Problem statement: Within the data below, count every line that includes "query" and report the total alone.

Stored entries
::::::::
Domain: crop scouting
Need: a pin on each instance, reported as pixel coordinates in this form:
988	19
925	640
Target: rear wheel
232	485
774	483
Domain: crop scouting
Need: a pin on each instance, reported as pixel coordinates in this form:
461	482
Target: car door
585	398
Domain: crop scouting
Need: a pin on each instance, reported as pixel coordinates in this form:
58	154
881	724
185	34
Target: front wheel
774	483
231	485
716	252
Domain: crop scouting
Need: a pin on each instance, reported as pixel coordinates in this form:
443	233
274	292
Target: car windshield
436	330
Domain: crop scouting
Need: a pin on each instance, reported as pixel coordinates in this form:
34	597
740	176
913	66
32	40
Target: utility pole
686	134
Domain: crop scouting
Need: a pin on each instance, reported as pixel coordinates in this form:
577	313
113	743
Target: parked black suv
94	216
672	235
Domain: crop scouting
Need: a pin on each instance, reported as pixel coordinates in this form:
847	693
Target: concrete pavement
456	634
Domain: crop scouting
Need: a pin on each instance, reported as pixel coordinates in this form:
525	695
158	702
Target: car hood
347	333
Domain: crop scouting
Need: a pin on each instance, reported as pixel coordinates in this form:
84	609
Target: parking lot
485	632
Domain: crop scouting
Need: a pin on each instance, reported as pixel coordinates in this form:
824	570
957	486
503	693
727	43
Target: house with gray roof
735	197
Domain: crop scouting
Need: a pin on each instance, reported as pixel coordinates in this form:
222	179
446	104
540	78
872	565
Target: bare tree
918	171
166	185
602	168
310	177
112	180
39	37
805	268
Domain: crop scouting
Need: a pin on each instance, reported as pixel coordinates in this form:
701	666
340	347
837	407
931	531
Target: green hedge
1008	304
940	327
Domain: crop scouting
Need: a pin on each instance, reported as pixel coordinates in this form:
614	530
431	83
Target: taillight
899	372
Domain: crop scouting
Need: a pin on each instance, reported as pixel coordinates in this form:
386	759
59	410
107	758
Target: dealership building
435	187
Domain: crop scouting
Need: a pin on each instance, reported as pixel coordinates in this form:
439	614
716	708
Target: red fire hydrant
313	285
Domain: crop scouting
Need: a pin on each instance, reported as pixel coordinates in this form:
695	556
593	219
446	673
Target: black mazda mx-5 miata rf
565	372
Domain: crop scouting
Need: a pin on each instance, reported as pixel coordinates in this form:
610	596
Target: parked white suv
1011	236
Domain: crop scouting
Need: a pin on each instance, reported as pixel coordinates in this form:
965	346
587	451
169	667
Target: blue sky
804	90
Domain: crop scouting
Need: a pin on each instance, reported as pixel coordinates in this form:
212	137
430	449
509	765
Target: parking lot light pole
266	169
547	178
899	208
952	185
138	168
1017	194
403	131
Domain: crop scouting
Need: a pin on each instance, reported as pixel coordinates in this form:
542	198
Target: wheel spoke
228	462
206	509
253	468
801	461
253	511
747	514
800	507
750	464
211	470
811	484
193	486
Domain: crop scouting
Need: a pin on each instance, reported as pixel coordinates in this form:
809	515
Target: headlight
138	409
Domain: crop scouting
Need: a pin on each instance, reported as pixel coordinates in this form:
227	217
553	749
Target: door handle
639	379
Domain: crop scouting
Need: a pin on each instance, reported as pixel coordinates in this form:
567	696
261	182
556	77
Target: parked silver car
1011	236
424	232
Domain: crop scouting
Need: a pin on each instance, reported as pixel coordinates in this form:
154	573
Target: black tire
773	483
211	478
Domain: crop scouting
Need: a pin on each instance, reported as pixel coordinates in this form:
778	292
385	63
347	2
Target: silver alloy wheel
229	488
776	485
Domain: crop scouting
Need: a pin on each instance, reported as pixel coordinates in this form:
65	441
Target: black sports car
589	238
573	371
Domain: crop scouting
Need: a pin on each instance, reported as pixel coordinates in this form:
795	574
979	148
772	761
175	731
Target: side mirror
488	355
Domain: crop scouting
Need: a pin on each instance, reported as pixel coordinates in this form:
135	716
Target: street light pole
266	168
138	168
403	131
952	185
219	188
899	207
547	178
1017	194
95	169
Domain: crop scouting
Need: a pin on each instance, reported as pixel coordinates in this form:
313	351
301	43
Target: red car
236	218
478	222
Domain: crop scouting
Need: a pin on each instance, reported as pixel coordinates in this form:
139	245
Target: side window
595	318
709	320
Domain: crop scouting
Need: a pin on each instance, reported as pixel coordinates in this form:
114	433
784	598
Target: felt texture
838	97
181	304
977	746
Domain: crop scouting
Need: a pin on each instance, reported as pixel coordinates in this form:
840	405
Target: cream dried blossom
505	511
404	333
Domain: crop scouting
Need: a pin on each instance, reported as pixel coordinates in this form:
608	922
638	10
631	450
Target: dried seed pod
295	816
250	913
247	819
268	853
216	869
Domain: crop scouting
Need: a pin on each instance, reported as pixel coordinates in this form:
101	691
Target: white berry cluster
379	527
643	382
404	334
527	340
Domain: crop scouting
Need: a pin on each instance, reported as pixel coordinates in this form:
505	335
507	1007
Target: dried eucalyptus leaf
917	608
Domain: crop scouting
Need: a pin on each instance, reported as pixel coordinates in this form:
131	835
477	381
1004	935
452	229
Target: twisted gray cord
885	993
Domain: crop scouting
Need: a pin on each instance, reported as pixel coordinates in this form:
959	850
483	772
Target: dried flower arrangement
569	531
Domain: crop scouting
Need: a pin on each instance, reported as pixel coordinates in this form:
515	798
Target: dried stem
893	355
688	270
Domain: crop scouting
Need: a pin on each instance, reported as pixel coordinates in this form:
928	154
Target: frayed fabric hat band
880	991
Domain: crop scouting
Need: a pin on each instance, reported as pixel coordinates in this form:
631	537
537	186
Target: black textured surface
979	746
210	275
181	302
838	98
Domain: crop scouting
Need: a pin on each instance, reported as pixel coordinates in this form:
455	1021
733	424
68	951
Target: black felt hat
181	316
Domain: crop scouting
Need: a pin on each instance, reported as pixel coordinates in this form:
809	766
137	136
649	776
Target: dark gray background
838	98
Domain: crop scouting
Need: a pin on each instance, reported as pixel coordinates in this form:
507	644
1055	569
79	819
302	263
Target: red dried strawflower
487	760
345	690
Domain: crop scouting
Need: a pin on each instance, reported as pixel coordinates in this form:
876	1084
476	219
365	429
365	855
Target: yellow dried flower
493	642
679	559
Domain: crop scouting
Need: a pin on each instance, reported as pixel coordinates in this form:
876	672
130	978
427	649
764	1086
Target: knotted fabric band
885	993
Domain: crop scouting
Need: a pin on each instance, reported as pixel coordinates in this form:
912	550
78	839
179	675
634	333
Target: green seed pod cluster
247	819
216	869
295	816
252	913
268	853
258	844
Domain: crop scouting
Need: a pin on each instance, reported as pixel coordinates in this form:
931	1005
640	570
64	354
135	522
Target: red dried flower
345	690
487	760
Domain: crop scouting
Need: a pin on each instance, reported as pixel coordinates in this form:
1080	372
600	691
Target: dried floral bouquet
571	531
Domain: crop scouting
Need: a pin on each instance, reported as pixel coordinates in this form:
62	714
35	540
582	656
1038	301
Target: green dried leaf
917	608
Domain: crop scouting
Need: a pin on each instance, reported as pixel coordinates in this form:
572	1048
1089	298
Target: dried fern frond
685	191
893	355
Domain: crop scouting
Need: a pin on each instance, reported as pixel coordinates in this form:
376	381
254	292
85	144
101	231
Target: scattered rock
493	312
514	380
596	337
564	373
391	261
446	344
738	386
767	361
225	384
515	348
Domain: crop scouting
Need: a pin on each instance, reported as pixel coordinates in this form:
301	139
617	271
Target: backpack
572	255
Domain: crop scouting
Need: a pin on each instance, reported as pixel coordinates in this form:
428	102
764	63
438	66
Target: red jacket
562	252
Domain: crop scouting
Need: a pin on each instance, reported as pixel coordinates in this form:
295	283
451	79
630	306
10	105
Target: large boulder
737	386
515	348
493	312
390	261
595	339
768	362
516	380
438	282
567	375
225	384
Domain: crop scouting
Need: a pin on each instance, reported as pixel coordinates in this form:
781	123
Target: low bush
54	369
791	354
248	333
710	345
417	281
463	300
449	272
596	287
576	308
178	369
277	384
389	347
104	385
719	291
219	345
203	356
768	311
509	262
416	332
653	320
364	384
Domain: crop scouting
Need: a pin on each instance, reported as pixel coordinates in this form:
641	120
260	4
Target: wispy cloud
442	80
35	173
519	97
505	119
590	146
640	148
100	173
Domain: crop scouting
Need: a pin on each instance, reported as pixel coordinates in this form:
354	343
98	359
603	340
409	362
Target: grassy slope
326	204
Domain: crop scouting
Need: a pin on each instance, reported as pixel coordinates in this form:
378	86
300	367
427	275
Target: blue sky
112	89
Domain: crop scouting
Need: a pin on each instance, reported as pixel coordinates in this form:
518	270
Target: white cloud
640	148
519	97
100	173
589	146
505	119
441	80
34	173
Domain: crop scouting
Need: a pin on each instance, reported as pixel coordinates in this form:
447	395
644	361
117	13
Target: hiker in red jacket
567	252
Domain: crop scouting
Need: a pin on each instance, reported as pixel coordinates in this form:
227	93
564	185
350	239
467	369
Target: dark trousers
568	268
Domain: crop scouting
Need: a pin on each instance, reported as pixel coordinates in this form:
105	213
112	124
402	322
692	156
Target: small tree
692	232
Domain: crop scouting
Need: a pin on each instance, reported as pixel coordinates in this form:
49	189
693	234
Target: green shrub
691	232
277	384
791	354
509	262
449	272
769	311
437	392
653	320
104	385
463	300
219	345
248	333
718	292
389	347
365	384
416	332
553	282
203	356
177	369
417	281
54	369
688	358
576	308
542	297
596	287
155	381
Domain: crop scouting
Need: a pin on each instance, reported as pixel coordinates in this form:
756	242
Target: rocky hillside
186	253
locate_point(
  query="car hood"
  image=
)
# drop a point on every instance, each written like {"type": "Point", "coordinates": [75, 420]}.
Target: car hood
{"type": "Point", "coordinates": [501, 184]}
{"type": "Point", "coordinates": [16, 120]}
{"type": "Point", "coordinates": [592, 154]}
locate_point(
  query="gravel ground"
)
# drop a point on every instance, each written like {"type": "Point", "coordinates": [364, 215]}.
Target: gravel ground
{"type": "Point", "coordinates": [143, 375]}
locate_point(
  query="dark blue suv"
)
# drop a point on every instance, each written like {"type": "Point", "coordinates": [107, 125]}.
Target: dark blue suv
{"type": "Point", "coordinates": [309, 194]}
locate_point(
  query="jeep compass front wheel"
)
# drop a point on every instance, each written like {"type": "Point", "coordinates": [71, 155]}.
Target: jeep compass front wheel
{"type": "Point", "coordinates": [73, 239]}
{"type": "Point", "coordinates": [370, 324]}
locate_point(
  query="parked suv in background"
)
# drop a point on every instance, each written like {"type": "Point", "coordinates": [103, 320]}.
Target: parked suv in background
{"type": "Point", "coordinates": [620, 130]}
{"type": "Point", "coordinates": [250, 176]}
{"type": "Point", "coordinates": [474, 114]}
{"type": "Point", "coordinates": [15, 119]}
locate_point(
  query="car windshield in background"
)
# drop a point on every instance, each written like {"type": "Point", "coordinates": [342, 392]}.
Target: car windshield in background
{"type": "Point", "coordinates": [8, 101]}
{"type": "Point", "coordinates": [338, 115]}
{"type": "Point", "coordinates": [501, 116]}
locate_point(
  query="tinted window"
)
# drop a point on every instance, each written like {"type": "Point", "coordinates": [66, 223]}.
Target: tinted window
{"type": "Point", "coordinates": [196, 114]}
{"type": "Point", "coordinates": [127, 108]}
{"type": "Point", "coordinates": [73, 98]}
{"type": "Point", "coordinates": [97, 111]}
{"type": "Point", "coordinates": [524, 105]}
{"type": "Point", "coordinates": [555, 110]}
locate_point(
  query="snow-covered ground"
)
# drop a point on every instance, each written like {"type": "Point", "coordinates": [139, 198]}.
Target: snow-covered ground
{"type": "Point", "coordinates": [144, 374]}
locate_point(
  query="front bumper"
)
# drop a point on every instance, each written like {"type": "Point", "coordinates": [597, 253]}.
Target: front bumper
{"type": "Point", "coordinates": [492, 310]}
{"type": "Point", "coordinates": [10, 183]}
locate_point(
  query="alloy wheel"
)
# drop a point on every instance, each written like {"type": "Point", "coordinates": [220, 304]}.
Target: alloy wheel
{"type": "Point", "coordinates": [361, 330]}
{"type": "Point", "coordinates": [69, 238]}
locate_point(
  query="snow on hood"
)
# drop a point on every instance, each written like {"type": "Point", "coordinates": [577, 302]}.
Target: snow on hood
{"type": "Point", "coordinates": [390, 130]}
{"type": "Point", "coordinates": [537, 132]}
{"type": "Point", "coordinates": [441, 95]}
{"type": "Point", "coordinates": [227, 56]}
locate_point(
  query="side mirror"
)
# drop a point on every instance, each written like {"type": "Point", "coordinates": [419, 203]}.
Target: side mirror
::::::::
Final answer: 12